Exercises to complete:
1. Return the passage of the Ryan profile from "It's easy to" up to and including "cuts both ways.".
2. Rename "window" to "opening" in the records, from the line with "Q: Can you identify the bounding box of the arched" through the end of the records, and give back only those lines with nothing else changed.

Provided text:
--- START ---

It's precisely people like this, I imagine, who keep pressing Ryan to play the cutie pie. "They'll say, 'I don't know if she should do that,' literally coming down to the kinds of scenes," she says incredulously. One film she's particularly interested in making - "a very gruff, raw sort of story" - has studio suits hemming and hawing. No doubt the same attitude helps explain why Ryan has been unable to interest a studio in her dream project, a film about the poet Sylvia Plath, who took her own life in 1963. "We're probably going to have to write the script on spec and sell it as a small package," Ryan acknowledges.
Truth be hold, the notion of America's sweetheart playing the doomed poet and feminist icon, who died by inhaling gas fumes from an oven, sounds only slightly more likely than Sylvester Stallone's still-unmade biopic about Edgar Allan Poe. But when I suggest that the role doesn't seem like an obvious fit, Ryan takes a deep breath and launches into one of those spirited, now-hold-on-buster speeches she's delivered in practically every movie she's ever been in - including Hurlyburly.
"I am totally fascinated by that woman," she begins. "To have that kind of muse, to be that kind of poet, to have that thing go surging through you, to have that kind of brain chemistry, to be alive under those social strictures, to be married to that kind of man… it's just too interesting. And I think Sylvia Plath speaks to woman forever, but especially now, because more than ever we are these multitasking people with a lot to accomplish - and on top of everything else, she was a mother. To be an artist and a mother - those are two very difficult things to reconcile."
It's easy to see why tackling complicated characters like Plath and Hurlyburly's Bonnie is attractive to Ryan. "A lot of the time, I play people who are just nice - which is like having a white wall and trying to find something vivid in it," she says. But being nice has been very nice to Ryan indeed: It got her voted homecoming queen and "cutest senior" by her highschool classmates, for instance, and some two decades later, it earned her a reported $10.5 million for her performance in You've Got Mail (She was paid union scale for Hurlyburly). Still, as any kid with an extra ounce of baby fat knows perfectly well, cute cuts both ways.

--- END ---

Given records:

--- START ---

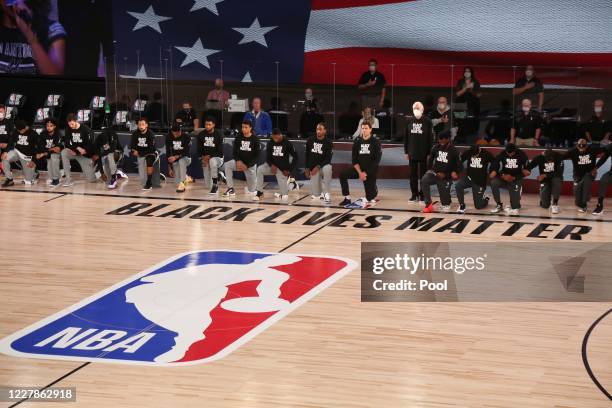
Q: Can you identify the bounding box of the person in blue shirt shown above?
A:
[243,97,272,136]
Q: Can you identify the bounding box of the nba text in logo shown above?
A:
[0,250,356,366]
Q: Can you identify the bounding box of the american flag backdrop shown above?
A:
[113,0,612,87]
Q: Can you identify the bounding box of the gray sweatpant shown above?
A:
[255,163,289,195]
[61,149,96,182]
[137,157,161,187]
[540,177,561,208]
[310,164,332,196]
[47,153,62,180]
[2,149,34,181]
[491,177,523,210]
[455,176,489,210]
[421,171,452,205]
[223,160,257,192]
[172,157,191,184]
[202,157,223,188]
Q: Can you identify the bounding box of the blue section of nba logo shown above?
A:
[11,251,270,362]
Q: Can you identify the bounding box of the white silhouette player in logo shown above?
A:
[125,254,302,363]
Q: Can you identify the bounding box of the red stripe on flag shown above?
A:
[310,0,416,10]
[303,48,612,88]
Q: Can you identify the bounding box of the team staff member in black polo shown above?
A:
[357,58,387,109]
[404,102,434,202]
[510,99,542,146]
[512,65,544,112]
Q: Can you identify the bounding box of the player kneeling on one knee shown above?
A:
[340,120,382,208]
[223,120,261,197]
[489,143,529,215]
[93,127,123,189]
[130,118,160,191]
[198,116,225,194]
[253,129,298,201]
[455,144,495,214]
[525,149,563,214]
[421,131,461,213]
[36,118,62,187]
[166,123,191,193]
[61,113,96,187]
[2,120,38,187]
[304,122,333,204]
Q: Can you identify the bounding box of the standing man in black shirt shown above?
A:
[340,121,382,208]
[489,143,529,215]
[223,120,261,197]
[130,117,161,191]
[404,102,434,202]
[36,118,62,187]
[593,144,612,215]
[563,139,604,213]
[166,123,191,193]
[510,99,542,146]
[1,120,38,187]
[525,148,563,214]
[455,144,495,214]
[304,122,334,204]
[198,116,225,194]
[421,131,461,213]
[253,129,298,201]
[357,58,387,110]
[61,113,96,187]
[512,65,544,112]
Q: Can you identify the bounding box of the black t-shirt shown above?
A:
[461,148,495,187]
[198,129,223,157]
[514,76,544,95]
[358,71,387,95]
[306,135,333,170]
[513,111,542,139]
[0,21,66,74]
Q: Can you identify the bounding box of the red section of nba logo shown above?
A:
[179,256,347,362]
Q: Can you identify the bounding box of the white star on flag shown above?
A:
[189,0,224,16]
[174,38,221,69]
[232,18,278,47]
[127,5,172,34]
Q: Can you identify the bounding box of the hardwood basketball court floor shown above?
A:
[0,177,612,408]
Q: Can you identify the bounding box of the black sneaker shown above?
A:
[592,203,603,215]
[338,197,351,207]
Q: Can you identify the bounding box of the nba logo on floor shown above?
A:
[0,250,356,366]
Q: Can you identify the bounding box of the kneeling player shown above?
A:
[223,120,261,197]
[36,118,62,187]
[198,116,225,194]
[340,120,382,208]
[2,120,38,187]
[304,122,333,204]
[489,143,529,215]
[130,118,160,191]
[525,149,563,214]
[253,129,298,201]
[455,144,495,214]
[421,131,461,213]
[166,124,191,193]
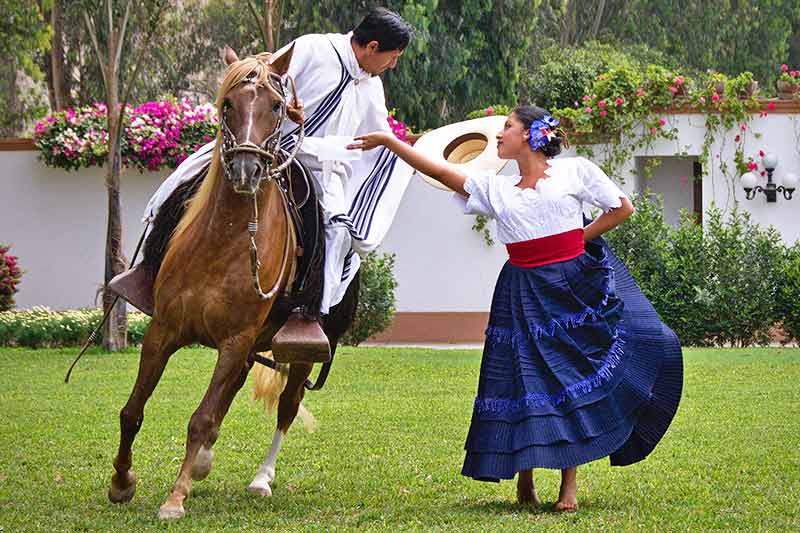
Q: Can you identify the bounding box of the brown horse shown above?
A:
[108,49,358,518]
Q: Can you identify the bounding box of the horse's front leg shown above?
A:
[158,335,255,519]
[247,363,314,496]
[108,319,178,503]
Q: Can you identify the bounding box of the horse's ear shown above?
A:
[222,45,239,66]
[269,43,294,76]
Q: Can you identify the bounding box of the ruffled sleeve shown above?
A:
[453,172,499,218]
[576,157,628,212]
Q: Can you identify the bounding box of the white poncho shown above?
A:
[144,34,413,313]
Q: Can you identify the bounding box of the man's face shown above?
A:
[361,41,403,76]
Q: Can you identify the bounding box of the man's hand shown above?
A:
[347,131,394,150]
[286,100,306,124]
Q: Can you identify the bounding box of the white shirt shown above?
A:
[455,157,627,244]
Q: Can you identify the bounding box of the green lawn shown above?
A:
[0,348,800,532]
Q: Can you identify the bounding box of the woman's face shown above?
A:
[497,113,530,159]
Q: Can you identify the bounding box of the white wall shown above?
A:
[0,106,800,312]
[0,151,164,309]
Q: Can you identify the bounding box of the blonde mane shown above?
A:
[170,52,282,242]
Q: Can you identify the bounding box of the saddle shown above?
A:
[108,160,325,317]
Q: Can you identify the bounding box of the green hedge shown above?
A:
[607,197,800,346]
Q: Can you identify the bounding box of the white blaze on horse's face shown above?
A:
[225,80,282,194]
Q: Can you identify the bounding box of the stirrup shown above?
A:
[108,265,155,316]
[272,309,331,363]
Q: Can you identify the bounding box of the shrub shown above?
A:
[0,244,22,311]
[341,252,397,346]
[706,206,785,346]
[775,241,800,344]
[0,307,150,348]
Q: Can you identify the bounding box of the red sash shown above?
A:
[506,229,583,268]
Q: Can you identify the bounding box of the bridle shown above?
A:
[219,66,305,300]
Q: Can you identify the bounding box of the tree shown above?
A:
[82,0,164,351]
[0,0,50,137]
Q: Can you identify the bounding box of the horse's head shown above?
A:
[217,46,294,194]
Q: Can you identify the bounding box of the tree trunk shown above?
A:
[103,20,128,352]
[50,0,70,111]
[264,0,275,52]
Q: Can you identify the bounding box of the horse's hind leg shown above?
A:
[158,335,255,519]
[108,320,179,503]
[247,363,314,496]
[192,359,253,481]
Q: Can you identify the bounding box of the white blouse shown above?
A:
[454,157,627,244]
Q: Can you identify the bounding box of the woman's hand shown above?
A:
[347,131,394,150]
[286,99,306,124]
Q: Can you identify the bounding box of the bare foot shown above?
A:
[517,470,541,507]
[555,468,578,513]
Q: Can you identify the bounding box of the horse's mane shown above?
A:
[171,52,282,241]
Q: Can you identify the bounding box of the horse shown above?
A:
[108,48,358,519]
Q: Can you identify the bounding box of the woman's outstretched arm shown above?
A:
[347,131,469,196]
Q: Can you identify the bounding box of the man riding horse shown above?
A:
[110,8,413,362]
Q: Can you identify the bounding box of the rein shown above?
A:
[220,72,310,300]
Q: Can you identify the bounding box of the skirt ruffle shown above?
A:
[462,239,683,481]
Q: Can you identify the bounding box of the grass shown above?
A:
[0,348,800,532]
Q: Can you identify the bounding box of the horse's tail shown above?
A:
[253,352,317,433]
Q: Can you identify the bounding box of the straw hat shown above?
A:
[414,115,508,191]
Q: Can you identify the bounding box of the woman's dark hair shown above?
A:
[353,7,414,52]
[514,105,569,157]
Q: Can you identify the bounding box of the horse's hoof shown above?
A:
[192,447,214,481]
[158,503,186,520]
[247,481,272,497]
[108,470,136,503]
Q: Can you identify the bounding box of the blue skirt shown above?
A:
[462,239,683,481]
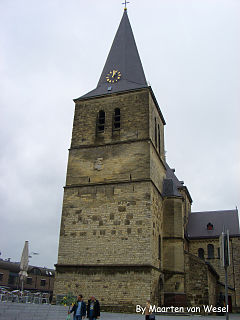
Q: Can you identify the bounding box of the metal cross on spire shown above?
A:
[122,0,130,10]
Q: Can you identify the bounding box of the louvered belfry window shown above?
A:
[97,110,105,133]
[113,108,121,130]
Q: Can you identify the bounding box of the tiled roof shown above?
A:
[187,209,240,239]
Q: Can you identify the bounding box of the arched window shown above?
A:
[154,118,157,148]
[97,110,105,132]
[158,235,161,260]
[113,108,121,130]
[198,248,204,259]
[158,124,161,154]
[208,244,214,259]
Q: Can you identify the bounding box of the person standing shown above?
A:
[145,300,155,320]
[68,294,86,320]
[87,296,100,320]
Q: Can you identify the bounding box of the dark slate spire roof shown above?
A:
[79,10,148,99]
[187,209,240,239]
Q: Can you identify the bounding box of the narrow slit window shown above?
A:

--- END ---

Expected answers:
1.
It's easy to see why tackling complicated characters like Plath and Hurlyburly's Bonnie is attractive to Ryan. "A lot of the time, I play people who are just nice - which is like having a white wall and trying to find something vivid in it," she says. But being nice has been very nice to Ryan indeed: It got her voted homecoming queen and "cutest senior" by her highschool classmates, for instance, and some two decades later, it earned her a reported $10.5 million for her performance in You've Got Mail (She was paid union scale for Hurlyburly). Still, as any kid with an extra ounce of baby fat knows perfectly well, cute cuts both ways.

2.
Q: Can you identify the bounding box of the arched opening shown above?
A:
[154,118,157,148]
[97,110,105,132]
[158,235,161,260]
[113,108,121,130]
[198,248,204,259]
[158,124,161,154]
[208,244,214,259]
Q: Can you identify the bounding box of the person standing shown above?
A:
[145,300,155,320]
[68,294,86,320]
[87,296,100,320]
Q: Can you identify the bounding box of the dark slate spire roof shown above?
A:
[79,10,148,99]
[187,209,240,239]
Q: Can you identify the bounding box of the narrow slit opening shown above?
A:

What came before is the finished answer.